WHAT THIS TASK INVOLVES
Report each line of the data below that contains the string "wearing", copying the whole line. The match is case-sensitive.

[Pointing entries for named objects]
# # #
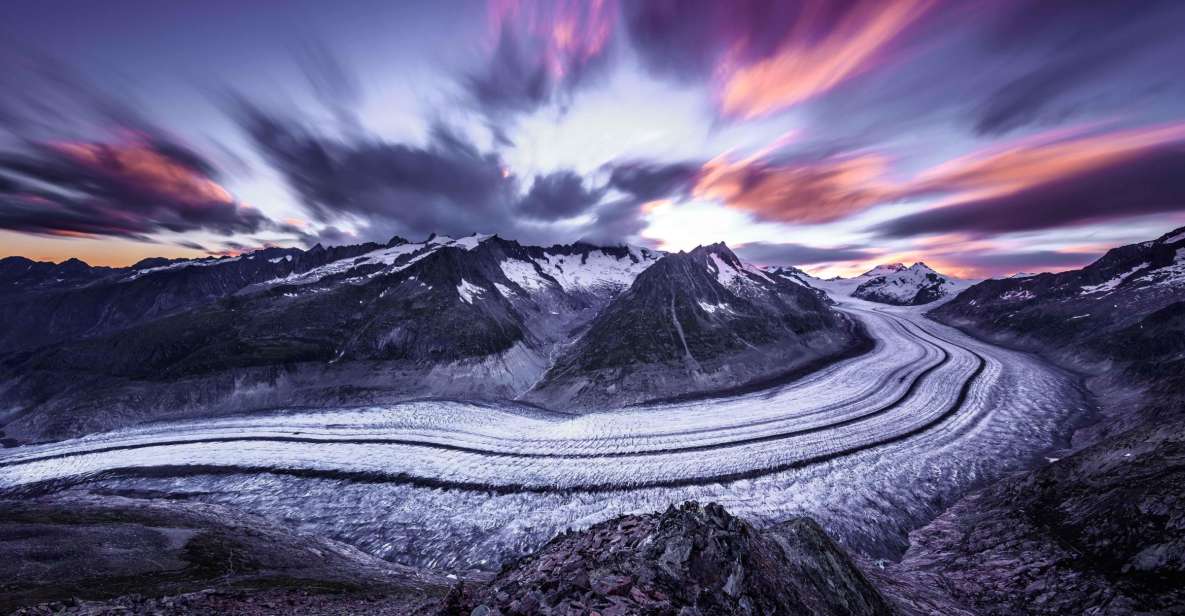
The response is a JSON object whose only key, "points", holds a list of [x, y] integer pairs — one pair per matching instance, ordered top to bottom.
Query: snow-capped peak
{"points": [[885, 269]]}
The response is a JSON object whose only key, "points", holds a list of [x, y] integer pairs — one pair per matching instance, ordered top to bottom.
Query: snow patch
{"points": [[472, 242], [1109, 286], [468, 292], [1017, 296], [712, 308]]}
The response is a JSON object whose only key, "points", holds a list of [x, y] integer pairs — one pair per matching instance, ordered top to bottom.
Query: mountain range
{"points": [[476, 318], [1096, 531]]}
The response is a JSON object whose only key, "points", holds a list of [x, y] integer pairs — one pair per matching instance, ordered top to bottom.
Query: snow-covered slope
{"points": [[897, 284], [1128, 307], [476, 318], [696, 321]]}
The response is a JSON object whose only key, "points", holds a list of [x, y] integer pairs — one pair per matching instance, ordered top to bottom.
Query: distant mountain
{"points": [[894, 283], [901, 286], [46, 302], [1122, 315], [476, 318], [696, 321], [1090, 532]]}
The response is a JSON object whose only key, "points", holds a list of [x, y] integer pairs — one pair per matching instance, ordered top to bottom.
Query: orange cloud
{"points": [[569, 33], [806, 65], [1037, 160], [145, 167], [817, 192]]}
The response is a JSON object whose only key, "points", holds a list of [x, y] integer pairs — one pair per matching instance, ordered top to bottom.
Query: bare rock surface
{"points": [[110, 554], [689, 560]]}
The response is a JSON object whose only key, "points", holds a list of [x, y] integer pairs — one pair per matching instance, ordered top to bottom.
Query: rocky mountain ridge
{"points": [[896, 284], [476, 318]]}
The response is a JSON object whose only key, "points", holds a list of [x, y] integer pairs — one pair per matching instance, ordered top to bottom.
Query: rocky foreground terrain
{"points": [[109, 556]]}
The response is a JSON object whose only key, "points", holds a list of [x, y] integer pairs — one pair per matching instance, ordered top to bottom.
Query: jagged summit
{"points": [[885, 268]]}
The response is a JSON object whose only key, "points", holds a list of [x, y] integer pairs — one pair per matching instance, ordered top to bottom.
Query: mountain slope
{"points": [[894, 283], [47, 302], [474, 318], [1121, 318], [695, 322], [1099, 531], [686, 560]]}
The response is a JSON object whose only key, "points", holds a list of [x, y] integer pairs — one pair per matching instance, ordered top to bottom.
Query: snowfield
{"points": [[870, 447]]}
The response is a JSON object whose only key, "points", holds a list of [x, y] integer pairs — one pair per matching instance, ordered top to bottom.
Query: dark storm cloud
{"points": [[686, 39], [1077, 45], [545, 51], [512, 81], [83, 162], [648, 180], [1141, 184], [444, 186], [439, 187], [132, 191], [557, 196], [194, 245], [788, 254]]}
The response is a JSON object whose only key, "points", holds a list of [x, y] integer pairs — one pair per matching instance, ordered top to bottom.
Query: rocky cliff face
{"points": [[478, 318], [1120, 319], [695, 321], [1100, 531], [76, 553], [687, 560]]}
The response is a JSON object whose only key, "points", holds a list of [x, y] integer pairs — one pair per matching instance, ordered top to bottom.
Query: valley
{"points": [[871, 447]]}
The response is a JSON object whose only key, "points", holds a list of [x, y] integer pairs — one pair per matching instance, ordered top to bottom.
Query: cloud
{"points": [[1075, 47], [544, 51], [819, 52], [764, 56], [84, 164], [649, 180], [1148, 181], [447, 185], [127, 190], [798, 191], [557, 196], [788, 254], [1011, 262]]}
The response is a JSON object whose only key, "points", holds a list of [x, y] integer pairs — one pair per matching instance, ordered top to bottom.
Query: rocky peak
{"points": [[885, 268]]}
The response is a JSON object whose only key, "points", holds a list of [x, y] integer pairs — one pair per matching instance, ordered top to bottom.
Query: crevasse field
{"points": [[870, 447]]}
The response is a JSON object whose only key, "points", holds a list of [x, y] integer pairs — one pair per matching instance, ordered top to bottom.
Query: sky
{"points": [[984, 138]]}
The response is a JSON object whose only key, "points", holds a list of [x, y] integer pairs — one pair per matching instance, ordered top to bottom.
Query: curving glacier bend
{"points": [[870, 447]]}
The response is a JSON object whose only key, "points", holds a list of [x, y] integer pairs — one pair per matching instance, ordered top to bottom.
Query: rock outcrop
{"points": [[687, 560]]}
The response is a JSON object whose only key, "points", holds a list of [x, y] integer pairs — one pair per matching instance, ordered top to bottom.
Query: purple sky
{"points": [[984, 138]]}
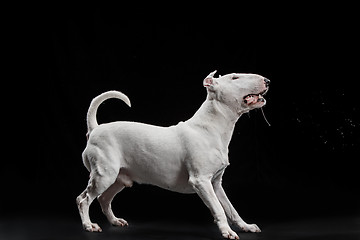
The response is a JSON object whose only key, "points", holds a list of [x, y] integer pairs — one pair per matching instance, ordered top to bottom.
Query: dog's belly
{"points": [[153, 155]]}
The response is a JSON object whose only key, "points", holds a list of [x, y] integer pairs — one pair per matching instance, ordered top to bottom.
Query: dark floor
{"points": [[329, 228]]}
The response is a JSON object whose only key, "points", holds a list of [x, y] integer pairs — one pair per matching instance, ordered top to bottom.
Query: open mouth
{"points": [[255, 98]]}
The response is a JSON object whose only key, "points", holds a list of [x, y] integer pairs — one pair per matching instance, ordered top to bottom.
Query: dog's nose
{"points": [[267, 81]]}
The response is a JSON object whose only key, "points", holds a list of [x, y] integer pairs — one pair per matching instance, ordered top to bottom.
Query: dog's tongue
{"points": [[251, 99]]}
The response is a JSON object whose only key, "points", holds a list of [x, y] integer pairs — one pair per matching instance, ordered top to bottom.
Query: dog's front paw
{"points": [[92, 227], [250, 227], [230, 234]]}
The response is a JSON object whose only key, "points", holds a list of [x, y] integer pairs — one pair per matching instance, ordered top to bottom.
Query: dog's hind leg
{"points": [[98, 184], [105, 200]]}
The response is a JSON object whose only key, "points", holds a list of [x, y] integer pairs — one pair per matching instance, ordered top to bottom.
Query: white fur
{"points": [[189, 157]]}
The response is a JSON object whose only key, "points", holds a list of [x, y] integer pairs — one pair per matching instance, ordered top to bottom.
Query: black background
{"points": [[305, 164]]}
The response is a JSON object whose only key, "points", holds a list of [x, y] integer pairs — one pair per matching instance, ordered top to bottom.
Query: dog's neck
{"points": [[215, 117]]}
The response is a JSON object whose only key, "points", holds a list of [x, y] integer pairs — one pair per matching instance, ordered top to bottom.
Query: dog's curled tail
{"points": [[95, 103]]}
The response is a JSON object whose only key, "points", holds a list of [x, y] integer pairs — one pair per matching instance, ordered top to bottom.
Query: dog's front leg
{"points": [[204, 189], [230, 211]]}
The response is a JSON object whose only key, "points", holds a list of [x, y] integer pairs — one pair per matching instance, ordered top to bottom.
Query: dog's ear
{"points": [[209, 80]]}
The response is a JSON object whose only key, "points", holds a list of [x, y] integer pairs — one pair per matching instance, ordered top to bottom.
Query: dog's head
{"points": [[239, 91]]}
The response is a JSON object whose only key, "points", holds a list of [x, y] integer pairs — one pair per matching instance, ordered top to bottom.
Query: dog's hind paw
{"points": [[119, 222], [92, 227], [230, 234]]}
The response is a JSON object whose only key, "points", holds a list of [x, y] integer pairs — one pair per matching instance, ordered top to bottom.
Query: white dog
{"points": [[190, 157]]}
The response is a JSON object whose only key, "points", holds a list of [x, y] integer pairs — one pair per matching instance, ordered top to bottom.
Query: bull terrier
{"points": [[190, 157]]}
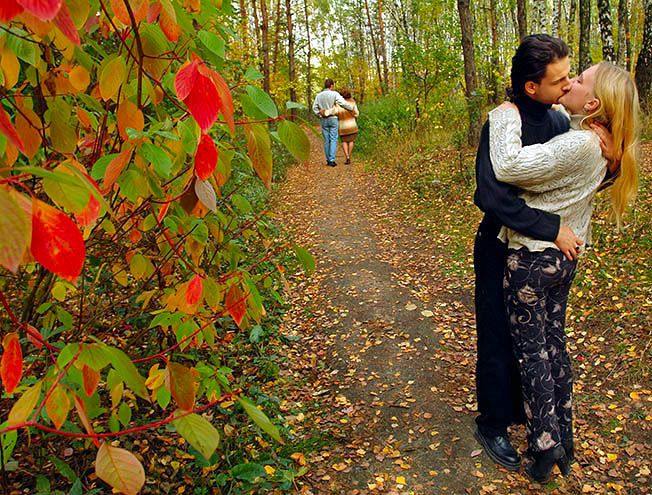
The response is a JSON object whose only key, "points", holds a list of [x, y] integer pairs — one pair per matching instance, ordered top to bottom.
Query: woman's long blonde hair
{"points": [[619, 111]]}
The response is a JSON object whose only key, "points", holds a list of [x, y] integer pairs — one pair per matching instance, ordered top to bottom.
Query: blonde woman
{"points": [[348, 128], [561, 176]]}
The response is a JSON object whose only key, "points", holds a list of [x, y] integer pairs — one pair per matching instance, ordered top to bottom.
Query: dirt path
{"points": [[382, 311]]}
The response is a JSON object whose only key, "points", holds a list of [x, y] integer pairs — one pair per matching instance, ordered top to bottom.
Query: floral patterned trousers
{"points": [[536, 287]]}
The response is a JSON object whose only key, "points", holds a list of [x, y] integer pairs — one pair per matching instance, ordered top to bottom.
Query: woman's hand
{"points": [[506, 105], [607, 145]]}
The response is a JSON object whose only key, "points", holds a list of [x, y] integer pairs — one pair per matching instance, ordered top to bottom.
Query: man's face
{"points": [[554, 85], [581, 91]]}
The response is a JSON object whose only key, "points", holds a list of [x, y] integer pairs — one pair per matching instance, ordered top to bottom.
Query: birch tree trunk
{"points": [[521, 12], [606, 33], [585, 35], [374, 45], [383, 45], [644, 62], [470, 77]]}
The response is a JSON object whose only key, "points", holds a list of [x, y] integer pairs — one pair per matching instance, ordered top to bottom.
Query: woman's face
{"points": [[581, 92]]}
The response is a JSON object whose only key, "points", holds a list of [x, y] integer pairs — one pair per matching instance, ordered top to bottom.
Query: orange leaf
{"points": [[9, 9], [43, 9], [168, 21], [64, 22], [129, 115], [206, 157], [114, 169], [57, 242], [194, 292], [236, 303], [11, 365], [91, 378], [181, 383], [58, 406], [83, 416], [120, 469]]}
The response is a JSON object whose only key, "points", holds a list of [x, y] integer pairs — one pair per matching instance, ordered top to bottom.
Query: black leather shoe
{"points": [[500, 450], [567, 461], [543, 463]]}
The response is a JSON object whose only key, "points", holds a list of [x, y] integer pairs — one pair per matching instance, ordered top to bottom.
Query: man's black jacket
{"points": [[499, 201]]}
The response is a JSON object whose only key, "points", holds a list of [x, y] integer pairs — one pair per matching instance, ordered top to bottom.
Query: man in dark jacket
{"points": [[539, 75]]}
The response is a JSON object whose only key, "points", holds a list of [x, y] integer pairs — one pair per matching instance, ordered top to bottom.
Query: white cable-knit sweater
{"points": [[561, 176]]}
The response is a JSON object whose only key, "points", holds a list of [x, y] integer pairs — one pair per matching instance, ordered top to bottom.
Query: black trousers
{"points": [[536, 293], [498, 384]]}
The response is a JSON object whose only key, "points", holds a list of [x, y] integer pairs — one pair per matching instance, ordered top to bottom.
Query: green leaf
{"points": [[213, 42], [252, 74], [263, 101], [295, 140], [159, 159], [306, 259], [127, 371], [260, 418], [199, 433]]}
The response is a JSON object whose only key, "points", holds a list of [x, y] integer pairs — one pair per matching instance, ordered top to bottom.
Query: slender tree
{"points": [[521, 15], [606, 33], [623, 34], [585, 35], [644, 62], [470, 77]]}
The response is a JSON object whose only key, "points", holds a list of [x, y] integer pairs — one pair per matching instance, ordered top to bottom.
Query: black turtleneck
{"points": [[499, 201]]}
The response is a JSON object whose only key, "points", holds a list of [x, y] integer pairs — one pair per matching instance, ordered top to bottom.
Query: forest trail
{"points": [[377, 312]]}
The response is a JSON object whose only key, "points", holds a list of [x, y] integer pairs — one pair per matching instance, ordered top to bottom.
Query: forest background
{"points": [[171, 203]]}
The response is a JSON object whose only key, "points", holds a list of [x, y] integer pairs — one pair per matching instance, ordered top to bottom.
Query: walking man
{"points": [[539, 76], [329, 125]]}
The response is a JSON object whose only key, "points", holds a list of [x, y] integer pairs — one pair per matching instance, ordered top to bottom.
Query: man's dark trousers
{"points": [[498, 382]]}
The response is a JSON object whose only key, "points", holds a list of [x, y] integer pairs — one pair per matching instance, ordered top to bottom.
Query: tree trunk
{"points": [[521, 9], [539, 11], [556, 17], [571, 25], [277, 29], [606, 33], [623, 34], [585, 35], [264, 44], [374, 46], [383, 46], [308, 56], [644, 62], [291, 69], [494, 69], [470, 77]]}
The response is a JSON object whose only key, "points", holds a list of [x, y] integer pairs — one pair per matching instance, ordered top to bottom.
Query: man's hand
{"points": [[606, 144], [568, 242]]}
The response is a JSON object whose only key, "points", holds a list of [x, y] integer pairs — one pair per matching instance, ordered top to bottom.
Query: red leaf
{"points": [[9, 9], [43, 9], [64, 22], [185, 79], [199, 93], [8, 129], [206, 157], [57, 242], [195, 290], [236, 303], [11, 366], [91, 378], [181, 383]]}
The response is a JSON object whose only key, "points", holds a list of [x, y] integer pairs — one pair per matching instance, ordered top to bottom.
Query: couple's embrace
{"points": [[538, 169]]}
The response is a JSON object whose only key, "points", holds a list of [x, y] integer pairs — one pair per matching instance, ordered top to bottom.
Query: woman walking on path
{"points": [[348, 128], [561, 176]]}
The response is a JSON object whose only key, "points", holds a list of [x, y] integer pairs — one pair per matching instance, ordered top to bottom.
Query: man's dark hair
{"points": [[532, 57]]}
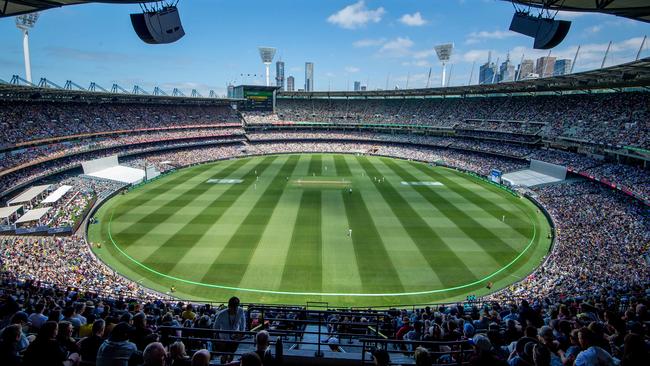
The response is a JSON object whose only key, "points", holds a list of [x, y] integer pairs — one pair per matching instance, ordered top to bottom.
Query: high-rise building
{"points": [[544, 66], [562, 67], [525, 70], [487, 71], [506, 71], [279, 74], [309, 76], [291, 83]]}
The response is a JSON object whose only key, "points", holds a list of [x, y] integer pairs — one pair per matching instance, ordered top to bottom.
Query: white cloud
{"points": [[356, 15], [413, 20], [476, 37], [369, 42], [398, 47]]}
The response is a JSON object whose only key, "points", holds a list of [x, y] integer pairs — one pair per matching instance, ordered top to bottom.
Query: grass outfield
{"points": [[420, 234]]}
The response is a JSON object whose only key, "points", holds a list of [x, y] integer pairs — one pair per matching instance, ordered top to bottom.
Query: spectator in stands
{"points": [[232, 318], [37, 319], [141, 335], [64, 337], [9, 345], [89, 346], [45, 350], [117, 350], [177, 354], [483, 354], [592, 354], [154, 355], [380, 357], [201, 358]]}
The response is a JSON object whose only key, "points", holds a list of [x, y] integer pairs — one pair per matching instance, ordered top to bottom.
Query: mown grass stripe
{"points": [[315, 165], [342, 169], [146, 195], [517, 223], [142, 227], [188, 236], [493, 245], [442, 259], [233, 261], [304, 262], [376, 270]]}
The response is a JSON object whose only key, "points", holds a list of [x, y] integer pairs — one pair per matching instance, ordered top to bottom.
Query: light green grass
{"points": [[271, 240]]}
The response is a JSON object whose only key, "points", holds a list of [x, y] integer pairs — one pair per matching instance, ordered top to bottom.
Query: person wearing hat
{"points": [[117, 350], [483, 355]]}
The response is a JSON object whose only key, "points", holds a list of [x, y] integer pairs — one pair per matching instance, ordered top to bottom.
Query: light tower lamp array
{"points": [[26, 22]]}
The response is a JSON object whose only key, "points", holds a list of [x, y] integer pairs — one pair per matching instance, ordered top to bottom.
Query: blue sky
{"points": [[371, 41]]}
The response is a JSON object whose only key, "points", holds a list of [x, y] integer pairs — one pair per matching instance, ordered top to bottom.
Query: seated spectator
{"points": [[9, 345], [89, 346], [45, 350], [117, 350], [177, 354], [592, 354], [154, 355], [201, 358]]}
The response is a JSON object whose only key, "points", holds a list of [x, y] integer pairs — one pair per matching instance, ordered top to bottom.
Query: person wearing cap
{"points": [[232, 318], [117, 350], [592, 354], [483, 355]]}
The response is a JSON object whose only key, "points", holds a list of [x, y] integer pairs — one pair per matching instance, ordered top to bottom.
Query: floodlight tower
{"points": [[26, 22], [267, 54], [444, 54]]}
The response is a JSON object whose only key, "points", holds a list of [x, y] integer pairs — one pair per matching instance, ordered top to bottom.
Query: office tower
{"points": [[545, 66], [562, 67], [279, 74], [309, 76]]}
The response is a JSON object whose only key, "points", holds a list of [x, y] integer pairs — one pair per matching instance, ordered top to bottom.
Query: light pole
{"points": [[26, 22], [267, 54], [444, 54]]}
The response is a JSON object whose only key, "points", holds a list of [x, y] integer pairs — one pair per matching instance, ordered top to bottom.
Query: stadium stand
{"points": [[588, 298]]}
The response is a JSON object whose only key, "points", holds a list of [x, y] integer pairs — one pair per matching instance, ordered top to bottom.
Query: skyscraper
{"points": [[544, 66], [562, 67], [525, 70], [487, 71], [506, 71], [279, 74], [309, 76], [291, 83]]}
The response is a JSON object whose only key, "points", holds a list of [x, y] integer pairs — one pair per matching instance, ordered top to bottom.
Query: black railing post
{"points": [[319, 353]]}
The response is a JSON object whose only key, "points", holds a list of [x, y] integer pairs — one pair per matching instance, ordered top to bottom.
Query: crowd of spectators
{"points": [[610, 118], [22, 121]]}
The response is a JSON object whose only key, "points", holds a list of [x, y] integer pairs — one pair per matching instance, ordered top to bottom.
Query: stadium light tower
{"points": [[26, 22], [267, 54], [444, 54]]}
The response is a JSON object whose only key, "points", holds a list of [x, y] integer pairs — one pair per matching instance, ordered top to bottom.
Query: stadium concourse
{"points": [[588, 299]]}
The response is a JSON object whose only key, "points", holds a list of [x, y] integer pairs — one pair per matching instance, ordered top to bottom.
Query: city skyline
{"points": [[373, 41]]}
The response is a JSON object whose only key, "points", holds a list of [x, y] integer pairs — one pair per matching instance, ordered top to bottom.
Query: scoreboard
{"points": [[255, 97]]}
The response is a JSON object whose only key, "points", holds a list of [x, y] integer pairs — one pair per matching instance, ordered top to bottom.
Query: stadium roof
{"points": [[16, 7], [633, 9], [632, 74]]}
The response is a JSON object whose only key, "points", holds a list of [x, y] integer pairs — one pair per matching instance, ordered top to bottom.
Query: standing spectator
{"points": [[231, 319], [117, 350]]}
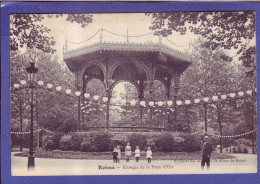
# # #
TASK RESULT
Query: person wearing hat
Query: person wearing cap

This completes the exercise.